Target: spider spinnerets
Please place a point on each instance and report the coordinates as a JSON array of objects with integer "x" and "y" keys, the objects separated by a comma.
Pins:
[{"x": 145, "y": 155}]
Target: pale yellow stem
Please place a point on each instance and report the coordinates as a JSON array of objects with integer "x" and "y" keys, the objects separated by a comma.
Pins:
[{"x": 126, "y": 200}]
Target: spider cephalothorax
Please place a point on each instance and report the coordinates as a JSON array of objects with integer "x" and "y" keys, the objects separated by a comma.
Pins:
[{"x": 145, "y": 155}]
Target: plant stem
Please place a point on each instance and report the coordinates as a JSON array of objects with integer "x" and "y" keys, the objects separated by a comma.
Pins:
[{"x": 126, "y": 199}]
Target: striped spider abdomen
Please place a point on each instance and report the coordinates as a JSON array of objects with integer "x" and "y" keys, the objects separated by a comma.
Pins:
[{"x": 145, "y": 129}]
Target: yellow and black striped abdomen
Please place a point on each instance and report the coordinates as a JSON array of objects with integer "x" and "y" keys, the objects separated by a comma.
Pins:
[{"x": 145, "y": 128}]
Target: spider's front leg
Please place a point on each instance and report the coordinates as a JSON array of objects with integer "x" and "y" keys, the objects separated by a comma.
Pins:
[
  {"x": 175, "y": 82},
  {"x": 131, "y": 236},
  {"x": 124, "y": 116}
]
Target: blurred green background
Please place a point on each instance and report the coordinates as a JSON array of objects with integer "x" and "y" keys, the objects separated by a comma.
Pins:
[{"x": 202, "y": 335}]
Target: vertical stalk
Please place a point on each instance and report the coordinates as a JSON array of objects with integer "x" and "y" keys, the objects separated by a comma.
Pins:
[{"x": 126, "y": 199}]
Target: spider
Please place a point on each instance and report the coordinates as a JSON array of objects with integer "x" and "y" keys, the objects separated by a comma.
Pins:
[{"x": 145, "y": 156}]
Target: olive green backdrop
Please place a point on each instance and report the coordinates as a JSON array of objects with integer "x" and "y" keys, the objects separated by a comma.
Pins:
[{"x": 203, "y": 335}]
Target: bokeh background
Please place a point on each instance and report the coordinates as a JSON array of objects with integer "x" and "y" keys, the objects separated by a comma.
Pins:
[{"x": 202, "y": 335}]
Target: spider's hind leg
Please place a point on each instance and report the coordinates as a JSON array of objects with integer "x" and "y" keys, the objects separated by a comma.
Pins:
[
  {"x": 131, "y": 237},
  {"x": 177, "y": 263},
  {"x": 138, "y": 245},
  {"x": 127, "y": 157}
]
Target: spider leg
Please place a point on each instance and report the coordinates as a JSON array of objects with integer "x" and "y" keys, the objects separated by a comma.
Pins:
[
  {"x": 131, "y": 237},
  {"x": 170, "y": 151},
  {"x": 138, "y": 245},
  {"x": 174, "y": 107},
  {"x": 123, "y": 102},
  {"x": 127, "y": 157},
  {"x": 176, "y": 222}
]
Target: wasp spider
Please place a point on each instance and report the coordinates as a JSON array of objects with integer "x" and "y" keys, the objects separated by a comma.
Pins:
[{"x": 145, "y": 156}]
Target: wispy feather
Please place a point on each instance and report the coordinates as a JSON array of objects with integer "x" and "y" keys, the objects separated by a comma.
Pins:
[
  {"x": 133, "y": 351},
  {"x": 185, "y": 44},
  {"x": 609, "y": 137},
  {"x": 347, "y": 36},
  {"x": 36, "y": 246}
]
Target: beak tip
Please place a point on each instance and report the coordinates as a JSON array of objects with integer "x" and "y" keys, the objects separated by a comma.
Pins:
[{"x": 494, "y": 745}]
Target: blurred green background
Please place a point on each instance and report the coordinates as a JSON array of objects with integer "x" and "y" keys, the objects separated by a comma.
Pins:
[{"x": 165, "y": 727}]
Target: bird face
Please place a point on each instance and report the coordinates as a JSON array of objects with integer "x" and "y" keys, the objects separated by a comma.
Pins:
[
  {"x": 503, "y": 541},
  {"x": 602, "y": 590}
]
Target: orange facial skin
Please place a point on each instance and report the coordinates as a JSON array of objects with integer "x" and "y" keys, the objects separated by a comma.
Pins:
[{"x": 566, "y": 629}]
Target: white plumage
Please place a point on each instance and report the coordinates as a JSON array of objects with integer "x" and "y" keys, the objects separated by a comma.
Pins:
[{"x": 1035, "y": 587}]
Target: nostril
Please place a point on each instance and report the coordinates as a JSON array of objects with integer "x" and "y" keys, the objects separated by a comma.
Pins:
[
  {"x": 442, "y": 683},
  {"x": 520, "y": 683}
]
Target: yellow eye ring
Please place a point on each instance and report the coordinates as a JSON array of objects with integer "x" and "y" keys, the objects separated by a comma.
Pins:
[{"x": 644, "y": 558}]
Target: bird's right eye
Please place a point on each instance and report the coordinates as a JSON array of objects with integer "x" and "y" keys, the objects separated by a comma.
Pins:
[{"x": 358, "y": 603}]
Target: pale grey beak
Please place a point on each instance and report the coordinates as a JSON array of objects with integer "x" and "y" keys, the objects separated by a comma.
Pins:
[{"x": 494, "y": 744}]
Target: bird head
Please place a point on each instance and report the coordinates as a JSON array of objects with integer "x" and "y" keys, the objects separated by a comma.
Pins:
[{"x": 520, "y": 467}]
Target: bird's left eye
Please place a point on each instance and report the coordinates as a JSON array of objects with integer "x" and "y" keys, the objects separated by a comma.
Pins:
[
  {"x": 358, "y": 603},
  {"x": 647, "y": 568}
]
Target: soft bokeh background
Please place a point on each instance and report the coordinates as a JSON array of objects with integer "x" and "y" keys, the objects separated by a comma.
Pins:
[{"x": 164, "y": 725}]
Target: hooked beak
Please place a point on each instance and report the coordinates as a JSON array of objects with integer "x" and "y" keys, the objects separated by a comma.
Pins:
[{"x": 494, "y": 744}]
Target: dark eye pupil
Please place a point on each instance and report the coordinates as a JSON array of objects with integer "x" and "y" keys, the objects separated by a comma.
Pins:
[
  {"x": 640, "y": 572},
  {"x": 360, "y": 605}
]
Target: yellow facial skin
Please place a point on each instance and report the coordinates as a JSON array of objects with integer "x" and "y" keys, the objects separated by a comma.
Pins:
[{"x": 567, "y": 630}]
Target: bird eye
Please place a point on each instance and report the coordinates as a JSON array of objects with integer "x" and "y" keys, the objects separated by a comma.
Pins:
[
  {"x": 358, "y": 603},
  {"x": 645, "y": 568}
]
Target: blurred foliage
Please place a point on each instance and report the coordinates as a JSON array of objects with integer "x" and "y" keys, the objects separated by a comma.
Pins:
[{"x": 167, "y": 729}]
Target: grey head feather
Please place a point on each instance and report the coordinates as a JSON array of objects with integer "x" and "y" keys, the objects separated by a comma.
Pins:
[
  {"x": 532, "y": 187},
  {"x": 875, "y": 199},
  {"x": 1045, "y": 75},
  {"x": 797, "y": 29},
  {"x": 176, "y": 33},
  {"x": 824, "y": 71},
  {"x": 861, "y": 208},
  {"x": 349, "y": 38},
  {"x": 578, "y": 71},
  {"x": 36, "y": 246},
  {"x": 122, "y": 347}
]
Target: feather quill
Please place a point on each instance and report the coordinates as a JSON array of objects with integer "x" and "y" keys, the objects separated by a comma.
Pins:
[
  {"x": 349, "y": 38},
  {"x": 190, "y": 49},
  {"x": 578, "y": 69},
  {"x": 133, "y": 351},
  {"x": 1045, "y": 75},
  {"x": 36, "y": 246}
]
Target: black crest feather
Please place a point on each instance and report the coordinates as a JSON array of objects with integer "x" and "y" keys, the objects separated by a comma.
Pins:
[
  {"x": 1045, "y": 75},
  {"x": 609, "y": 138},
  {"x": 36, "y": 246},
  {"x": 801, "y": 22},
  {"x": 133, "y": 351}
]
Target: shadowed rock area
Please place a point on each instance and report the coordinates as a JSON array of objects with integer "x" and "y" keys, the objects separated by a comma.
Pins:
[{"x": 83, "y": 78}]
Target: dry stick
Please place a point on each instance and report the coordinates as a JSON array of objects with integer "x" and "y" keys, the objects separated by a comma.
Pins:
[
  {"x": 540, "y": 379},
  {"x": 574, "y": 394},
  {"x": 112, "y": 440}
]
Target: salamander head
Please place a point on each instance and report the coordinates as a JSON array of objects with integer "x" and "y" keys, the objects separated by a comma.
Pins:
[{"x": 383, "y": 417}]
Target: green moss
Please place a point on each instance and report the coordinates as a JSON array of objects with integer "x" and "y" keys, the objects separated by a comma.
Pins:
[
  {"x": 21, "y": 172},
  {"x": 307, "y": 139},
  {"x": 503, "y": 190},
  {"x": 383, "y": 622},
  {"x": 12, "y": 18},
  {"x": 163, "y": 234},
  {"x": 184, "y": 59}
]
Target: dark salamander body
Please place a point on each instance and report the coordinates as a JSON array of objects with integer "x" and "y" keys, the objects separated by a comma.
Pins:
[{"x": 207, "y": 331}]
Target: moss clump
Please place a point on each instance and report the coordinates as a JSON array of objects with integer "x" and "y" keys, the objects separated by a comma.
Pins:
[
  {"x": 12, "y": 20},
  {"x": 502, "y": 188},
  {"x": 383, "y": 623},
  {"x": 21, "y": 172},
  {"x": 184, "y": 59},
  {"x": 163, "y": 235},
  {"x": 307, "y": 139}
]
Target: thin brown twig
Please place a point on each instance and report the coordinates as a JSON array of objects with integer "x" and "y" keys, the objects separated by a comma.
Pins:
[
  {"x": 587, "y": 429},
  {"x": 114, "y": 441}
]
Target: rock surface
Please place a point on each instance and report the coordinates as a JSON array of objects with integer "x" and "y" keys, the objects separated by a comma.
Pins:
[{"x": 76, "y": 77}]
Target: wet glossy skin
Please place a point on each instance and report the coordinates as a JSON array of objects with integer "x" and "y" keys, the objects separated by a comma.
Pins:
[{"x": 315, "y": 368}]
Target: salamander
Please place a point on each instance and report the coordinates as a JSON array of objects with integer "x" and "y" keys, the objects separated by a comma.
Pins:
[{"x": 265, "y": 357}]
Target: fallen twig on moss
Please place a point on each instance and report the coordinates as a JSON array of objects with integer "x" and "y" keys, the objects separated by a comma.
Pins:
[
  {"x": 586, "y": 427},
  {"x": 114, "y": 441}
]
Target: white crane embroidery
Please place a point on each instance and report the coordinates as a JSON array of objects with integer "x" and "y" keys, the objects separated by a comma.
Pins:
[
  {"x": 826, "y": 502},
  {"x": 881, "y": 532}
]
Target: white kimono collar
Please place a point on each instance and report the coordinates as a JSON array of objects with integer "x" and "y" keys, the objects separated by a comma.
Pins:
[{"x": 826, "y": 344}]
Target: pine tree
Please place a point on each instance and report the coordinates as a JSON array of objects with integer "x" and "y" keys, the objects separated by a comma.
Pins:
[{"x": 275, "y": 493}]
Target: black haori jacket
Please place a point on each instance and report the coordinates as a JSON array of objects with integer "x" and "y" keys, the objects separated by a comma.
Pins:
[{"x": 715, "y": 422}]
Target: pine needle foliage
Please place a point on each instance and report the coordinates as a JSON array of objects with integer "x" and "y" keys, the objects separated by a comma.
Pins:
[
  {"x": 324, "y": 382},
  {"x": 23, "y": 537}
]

========

**GIVEN TASK:** Give back exactly the lines from the line containing "Target: pine tree" to the end of the entries, and no other lines.

**TASK RESPONSE:**
Target: pine tree
Please place a point on each instance and report the coordinates as a JSON array of objects with integer "x" and "y" keys, the objects separated by a comma.
Pins:
[{"x": 275, "y": 493}]
Target: black haori jacket
Please place a point on each instance and report the coordinates as a JSON array of objects with integer "x" and "y" keys, the objects separated by a comma.
Pins:
[{"x": 715, "y": 422}]
Target: pine needle foliage
Please place a point on each instance and report the coordinates as a JSON array of objects with integer "x" and "y" keys, the objects separated by a comma.
Pins:
[
  {"x": 324, "y": 382},
  {"x": 23, "y": 537}
]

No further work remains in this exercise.